Saved entries
▬▬▬▬▬▬▬▬▬▬

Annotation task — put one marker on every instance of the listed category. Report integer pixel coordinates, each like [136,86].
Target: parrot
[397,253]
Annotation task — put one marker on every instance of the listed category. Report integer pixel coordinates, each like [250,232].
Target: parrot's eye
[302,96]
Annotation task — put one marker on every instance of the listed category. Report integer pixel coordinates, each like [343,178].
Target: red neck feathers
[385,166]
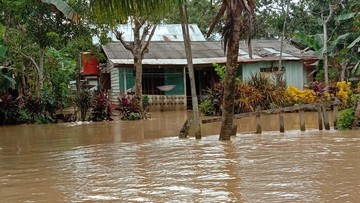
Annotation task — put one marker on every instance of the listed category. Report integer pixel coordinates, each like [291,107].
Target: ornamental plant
[295,96]
[128,107]
[343,93]
[9,110]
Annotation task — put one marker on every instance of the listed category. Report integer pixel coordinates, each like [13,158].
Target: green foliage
[40,109]
[9,110]
[128,107]
[221,72]
[83,101]
[270,92]
[62,72]
[346,119]
[354,99]
[146,101]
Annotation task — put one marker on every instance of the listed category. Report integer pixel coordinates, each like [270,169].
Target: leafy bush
[344,93]
[83,101]
[128,107]
[40,109]
[346,119]
[9,110]
[146,101]
[271,93]
[247,98]
[101,108]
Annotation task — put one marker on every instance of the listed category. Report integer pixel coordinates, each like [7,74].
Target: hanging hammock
[165,88]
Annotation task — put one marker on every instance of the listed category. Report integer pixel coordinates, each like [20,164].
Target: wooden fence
[323,115]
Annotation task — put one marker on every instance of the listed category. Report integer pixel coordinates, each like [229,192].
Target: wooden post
[326,118]
[184,132]
[258,123]
[335,114]
[355,123]
[302,120]
[319,117]
[233,132]
[281,122]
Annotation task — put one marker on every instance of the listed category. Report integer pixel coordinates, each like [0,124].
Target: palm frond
[65,9]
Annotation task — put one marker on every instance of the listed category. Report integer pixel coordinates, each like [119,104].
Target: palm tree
[187,43]
[238,14]
[143,15]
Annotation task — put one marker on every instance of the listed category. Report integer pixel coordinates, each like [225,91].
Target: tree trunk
[138,63]
[41,68]
[326,63]
[355,124]
[188,51]
[325,20]
[229,83]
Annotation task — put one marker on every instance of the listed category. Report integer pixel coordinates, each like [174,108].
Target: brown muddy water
[144,161]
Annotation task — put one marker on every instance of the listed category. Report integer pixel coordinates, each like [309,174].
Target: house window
[152,77]
[270,72]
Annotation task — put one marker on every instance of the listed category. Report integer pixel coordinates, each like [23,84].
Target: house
[165,77]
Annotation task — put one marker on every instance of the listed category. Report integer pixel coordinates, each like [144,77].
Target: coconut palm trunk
[188,51]
[229,83]
[239,14]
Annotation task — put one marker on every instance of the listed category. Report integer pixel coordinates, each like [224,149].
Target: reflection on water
[144,161]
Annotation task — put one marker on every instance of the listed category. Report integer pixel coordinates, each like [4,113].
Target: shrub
[146,101]
[101,108]
[39,109]
[9,110]
[346,119]
[129,107]
[272,94]
[344,93]
[296,96]
[247,98]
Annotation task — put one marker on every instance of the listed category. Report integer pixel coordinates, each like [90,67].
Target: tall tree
[239,16]
[143,15]
[187,43]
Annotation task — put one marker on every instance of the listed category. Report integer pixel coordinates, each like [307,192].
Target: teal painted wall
[174,76]
[293,71]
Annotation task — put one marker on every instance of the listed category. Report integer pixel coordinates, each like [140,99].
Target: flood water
[145,161]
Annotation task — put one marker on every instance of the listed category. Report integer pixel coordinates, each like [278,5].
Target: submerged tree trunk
[355,124]
[138,48]
[188,51]
[41,71]
[325,21]
[229,83]
[138,63]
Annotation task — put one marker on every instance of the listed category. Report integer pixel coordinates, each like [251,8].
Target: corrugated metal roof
[204,52]
[163,32]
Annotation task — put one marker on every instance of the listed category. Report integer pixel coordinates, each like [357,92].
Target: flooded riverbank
[144,161]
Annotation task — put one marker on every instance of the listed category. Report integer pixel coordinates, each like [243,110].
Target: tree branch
[31,59]
[146,47]
[217,19]
[128,46]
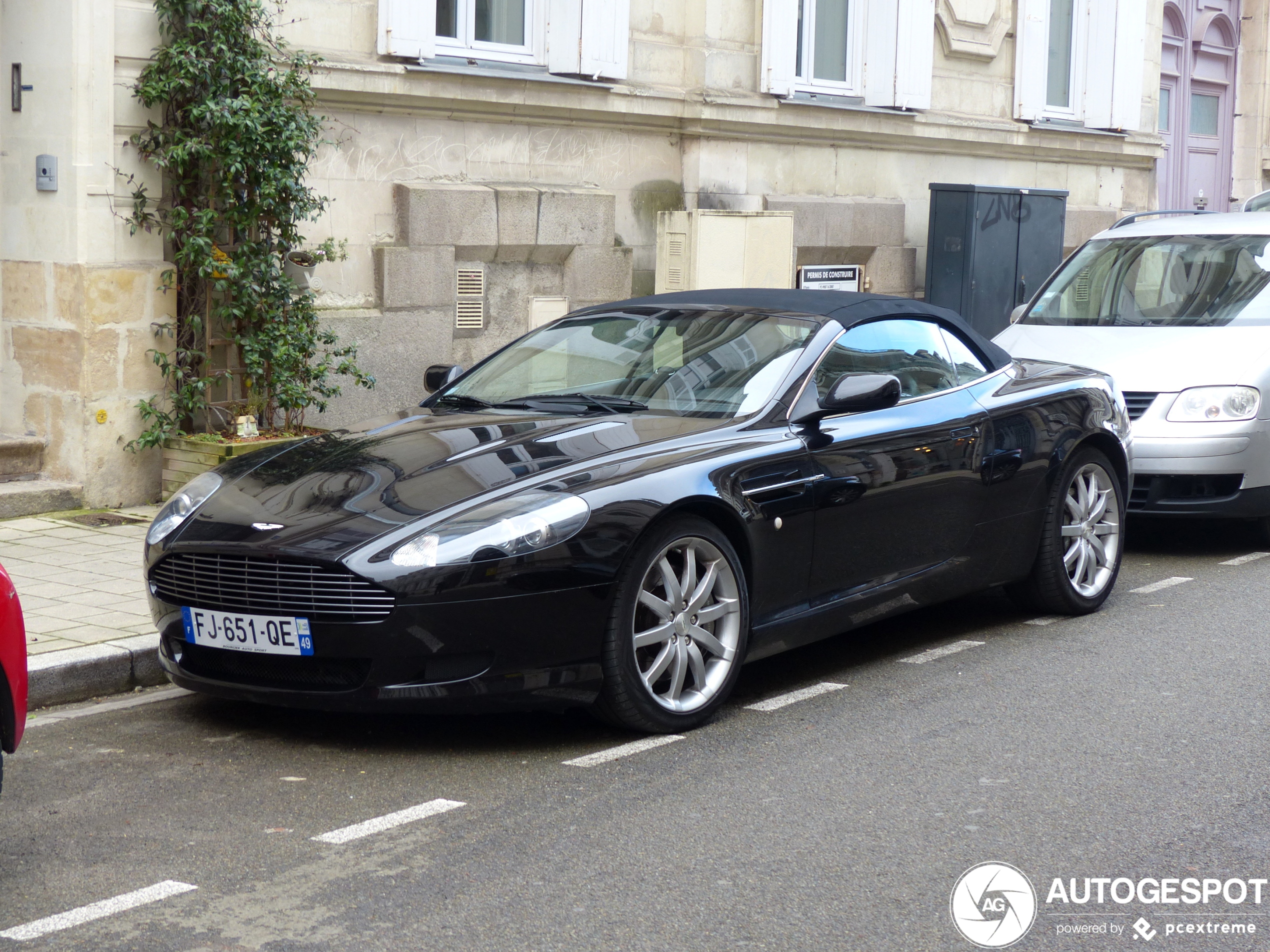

▬▬▬▬▬▬▬▬▬▬

An exact copy of the entries, without any pictures, is what the answer should be.

_WRITTEN ANSWER_.
Annotation task — put one marker on every instance of the listed category. Report integer pixel coordinates, each like [136,86].
Target: parrot
[397,253]
Annotation task — put one marker on every instance of the listed category. Report integer pixel coordinates, each like [250,232].
Target: parrot's eye
[302,96]
Annotation task — put one marker on every instance of the listed category. Report integer pixel coordinates, each like [343,178].
Target: red neck feathers
[385,166]
Annotation task — put one marker on every instance of the listed category. Report integer pixel coordinates, each like [291,107].
Target: ornamental plant
[295,96]
[128,107]
[343,93]
[9,110]
Annotation task — put one marker on every instance of the listed category. Report integer pixel coordinates, each like [13,158].
Target: green foliage
[40,109]
[9,110]
[128,107]
[221,72]
[83,101]
[270,92]
[62,72]
[346,119]
[354,99]
[146,101]
Annotation task — put one marker on every instance of the listed category. Report integer pixel coordinates, each like [270,169].
Target: leafy bush
[344,93]
[83,101]
[128,107]
[40,109]
[346,119]
[9,110]
[146,101]
[271,93]
[247,98]
[101,108]
Annotation task — put one marker on every instance of the listed category. Report integer pixel coordinates, each like [7,74].
Target: hanging hammock
[165,88]
Annotation task — put one marker on every instance of the listed category. Report integer pixel coordinates, each like [20,164].
Target: wooden fence
[323,115]
Annotation task — put one marker on every instance of the listed category. Report integer pixel coordinates, each like [229,192].
Target: wooden post
[326,118]
[184,132]
[258,123]
[335,114]
[355,123]
[302,120]
[319,117]
[233,132]
[281,122]
Annotation task — put one marker on every instance of the listed category. Report integer pixel coordinates, each like [0,124].
Target: palm frond
[65,9]
Annotation task — put one marker on every instance of the listed category. Report integer pixel coordinates, each like [119,104].
Target: palm tree
[187,43]
[238,14]
[143,15]
Annotation task — put one marker on every instance of the listed category. Report integer pixel coordinates, each like [225,91].
Target: tree trunk
[138,63]
[41,68]
[326,63]
[355,124]
[188,51]
[325,20]
[229,83]
Annotation task — put one marker on every instance of the listed category. Report integer pixel coordinates, each like [174,108].
Target: brown muddy water
[144,161]
Annotation task — put one marker on every instance of the listed category. Report integer pixel coordinates, each like [309,174].
Target: house window
[152,77]
[270,72]
Annotation task — put one marker on every instance of the listed category. Report integer pixel coordinates, each like [23,84].
Target: house
[165,77]
Annotation task — put one marker on every instance of the listed category. Report integer pixel coordinates, each like [144,77].
Target: coconut palm trunk
[188,51]
[229,83]
[239,14]
Annotation task — put one marker on every instance of the listed category. Report integer pixel coordinates, each like [224,149].
Target: reflection on water
[144,161]
Annotation task — put one marker on every instance of the listed category. Report integer pixel coordinates, each like [4,113].
Target: shrub
[146,101]
[101,108]
[39,109]
[9,110]
[346,119]
[129,107]
[272,94]
[344,93]
[296,96]
[247,98]
Annotation task — put one marker on every instance of the listed category. Report integer pixel coordinates, each like [90,67].
Target: tall tree
[239,16]
[143,15]
[187,43]
Annotation task — put one marker on every instance of the listed category. Report integer pixel coordinates, each like [307,192].
Target: teal painted wall
[174,76]
[293,71]
Annotation task — put one marker on every instance of the listed category. Report integer pixel coordinates, each like [140,99].
Target: flood water
[145,161]
Annotation task — put one marker on every instance of the listed category. Report integer pixel coordinates, each like [278,5].
Target: submerged tree trunk
[355,124]
[138,48]
[188,51]
[41,71]
[325,21]
[229,83]
[138,63]
Annotation task — put one marker on every instance of the listed category. Report integer pixel coordinates, each like [251,8].
Target: corrugated metal roof
[204,52]
[163,32]
Annotation task — put one marker on every instance of the listed category. Report integer pixel coordinates, each like [357,92].
Target: flooded riverbank
[144,161]
Annotation task — put one marker on every instance of the listed category. Report integer pixel coordinates, each like [243,110].
Target: tree branch
[31,59]
[146,47]
[217,19]
[128,46]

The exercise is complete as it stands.